## TASK OBJECTIVE:
According to the abstract on kidney function estimating equations in HIV-positive patients, what was used to measure GFR as the comparison standard?

## SELECTED EXCERPT:
* * *

Project description:OBJECTIVE:To evaluate the performance of Chronic Kidney Disease Epidemiology Collaboration (CKD-EPI) creatinine, cystatin C, and creatinine-cystatin C estimating equations in HIV-positive patients. METHODS:We evaluated the performance of the Modification of Diet in Renal Disease (MDRD) Study and CKD-EPI creatinine 2009, CKD-EPI cystatin C 2012, and CKD-EPI creatinine-cystatin C 2012 glomerular filtration rate (GFR) estimating equations compared with GFR measured using plasma clearance of iohexol in 200 HIV-positive patients on stable antiretroviral therapy. Creatinine and cystatin C assays were standardized to certified reference materials. RESULTS:Of the 200 participants, median (IQR) CD4 count was 536 (421) and 61% had an undetectable HIV viral load. Mean (SD) measured GFR (mGFR) was 87 (26) mL/min per 1.73 m. All CKD-EPI equations performed better than the MDRD Study equation. All 3 CKD-EPI equations had similar bias and precision. The cystatin C equation was not more accurate than the creatinine equation. The creatinine-cystatin C equation was significantly more accurate than the cystatin C equation, and there was a trend toward greater accuracy than the creatinine equation. Accuracy was equal or better in most subgroups with the combined equation compared to either alone. CONCLUSIONS:The CKD-EPI cystatin C equation does not seem to be more accurate than the CKD-EPI creatinine equation in patients who are HIV-positive, supporting the use of the CKD-EPI creatinine equation for routine clinical care for use in North American populations with HIV. The use of both filtration markers together as a confirmatory test for decreased estimated GFR based on creatinine in individuals who are HIV-positive requires further study.

* * *

## Collected data entries:
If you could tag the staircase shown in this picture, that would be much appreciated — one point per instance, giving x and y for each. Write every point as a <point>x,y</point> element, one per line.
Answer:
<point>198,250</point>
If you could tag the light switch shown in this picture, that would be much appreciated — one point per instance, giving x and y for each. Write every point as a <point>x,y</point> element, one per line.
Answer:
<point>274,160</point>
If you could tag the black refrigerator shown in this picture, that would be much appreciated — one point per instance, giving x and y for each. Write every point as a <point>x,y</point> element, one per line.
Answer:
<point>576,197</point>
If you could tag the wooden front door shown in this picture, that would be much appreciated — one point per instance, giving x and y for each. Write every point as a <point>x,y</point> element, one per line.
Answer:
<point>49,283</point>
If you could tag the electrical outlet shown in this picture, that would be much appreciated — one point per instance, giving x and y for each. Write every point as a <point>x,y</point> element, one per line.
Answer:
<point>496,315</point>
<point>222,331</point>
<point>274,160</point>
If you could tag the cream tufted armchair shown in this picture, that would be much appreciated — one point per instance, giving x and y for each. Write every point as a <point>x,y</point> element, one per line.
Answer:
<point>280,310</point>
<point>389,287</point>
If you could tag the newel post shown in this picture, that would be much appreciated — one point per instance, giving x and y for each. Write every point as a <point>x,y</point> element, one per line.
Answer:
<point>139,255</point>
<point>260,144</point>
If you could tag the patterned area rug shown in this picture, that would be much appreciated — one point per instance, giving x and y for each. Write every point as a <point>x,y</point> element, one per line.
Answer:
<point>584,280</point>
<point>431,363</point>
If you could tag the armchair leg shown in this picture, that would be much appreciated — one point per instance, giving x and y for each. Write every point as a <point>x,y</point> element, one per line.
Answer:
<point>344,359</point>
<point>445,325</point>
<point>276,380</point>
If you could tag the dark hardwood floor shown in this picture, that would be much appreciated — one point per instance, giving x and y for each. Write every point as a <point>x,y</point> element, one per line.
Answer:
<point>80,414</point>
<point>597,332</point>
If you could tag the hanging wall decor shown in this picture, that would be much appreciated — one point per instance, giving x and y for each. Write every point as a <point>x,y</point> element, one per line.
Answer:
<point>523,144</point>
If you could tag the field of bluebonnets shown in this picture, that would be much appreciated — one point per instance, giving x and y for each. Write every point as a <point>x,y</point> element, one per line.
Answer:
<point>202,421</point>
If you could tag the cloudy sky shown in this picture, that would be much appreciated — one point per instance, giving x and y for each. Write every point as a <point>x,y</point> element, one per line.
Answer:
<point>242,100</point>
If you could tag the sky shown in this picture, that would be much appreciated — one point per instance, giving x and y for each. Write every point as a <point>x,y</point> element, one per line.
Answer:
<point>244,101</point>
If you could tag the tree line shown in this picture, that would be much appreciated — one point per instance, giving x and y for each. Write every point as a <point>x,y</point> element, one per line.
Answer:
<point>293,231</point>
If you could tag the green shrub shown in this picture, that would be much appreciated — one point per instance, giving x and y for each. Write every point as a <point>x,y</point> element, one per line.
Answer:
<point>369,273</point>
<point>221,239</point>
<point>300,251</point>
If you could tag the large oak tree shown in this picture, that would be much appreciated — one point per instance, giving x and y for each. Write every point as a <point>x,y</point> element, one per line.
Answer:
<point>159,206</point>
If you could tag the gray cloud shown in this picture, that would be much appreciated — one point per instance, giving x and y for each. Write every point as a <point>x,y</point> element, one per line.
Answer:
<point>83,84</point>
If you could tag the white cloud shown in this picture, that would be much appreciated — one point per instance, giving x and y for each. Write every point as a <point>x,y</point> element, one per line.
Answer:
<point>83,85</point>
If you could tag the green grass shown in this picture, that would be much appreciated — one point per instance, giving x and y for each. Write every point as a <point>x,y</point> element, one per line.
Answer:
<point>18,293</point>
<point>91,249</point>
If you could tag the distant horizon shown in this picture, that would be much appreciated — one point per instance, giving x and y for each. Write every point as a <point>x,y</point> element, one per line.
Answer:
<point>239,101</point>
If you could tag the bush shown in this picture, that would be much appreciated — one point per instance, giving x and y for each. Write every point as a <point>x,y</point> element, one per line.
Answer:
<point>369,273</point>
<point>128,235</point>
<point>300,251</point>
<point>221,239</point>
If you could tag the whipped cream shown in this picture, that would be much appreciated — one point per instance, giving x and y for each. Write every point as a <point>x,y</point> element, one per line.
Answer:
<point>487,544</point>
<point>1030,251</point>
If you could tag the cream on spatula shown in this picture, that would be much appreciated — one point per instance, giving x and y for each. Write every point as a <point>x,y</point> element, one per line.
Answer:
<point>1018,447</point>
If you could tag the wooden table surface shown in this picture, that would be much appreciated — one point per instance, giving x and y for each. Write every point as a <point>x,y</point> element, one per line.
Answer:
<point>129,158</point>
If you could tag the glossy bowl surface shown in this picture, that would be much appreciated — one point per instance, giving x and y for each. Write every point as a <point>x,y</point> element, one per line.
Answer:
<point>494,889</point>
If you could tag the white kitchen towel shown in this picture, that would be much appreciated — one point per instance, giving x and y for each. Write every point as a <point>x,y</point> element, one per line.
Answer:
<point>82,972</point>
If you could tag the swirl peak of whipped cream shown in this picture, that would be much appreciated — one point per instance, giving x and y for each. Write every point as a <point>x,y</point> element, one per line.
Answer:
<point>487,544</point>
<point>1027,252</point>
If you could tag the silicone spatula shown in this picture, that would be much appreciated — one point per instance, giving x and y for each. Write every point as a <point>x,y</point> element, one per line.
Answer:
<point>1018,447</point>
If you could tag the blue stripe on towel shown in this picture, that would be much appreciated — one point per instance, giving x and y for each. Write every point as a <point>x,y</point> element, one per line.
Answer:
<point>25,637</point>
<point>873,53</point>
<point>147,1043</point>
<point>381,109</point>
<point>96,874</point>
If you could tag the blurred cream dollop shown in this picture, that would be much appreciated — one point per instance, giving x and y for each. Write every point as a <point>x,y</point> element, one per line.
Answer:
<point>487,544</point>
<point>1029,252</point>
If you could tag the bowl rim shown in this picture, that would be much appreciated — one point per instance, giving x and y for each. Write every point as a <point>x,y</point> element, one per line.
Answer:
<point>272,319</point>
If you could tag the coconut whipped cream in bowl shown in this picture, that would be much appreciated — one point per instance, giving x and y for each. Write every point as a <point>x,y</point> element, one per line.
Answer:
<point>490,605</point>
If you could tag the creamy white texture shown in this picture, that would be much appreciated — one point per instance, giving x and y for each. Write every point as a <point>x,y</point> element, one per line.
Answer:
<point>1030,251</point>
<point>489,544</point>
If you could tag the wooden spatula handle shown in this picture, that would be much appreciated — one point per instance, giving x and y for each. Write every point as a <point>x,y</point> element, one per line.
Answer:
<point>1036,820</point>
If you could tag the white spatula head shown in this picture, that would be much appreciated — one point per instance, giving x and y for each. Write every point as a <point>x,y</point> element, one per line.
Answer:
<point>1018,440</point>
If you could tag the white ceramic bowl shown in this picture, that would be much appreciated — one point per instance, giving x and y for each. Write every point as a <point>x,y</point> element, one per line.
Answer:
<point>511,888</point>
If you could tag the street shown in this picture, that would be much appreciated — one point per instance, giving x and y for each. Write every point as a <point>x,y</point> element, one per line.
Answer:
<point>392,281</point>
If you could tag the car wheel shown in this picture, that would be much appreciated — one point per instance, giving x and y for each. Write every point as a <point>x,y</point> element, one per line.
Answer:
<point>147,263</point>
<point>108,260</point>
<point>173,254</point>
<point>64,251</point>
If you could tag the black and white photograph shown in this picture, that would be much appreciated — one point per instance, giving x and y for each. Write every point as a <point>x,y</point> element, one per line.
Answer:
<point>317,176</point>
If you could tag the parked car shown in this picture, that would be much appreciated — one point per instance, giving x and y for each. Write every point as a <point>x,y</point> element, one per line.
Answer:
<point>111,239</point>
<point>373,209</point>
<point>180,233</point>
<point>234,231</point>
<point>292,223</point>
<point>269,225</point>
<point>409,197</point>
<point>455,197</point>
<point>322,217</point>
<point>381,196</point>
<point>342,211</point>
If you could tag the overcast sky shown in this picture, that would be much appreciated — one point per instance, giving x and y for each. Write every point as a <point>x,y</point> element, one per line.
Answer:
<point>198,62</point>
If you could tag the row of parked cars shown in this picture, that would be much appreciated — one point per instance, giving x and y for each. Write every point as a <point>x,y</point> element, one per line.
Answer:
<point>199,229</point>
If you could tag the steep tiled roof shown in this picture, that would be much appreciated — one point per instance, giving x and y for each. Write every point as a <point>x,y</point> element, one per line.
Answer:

* * *

## TASK RESULT:
Plasma clearance of iohexol.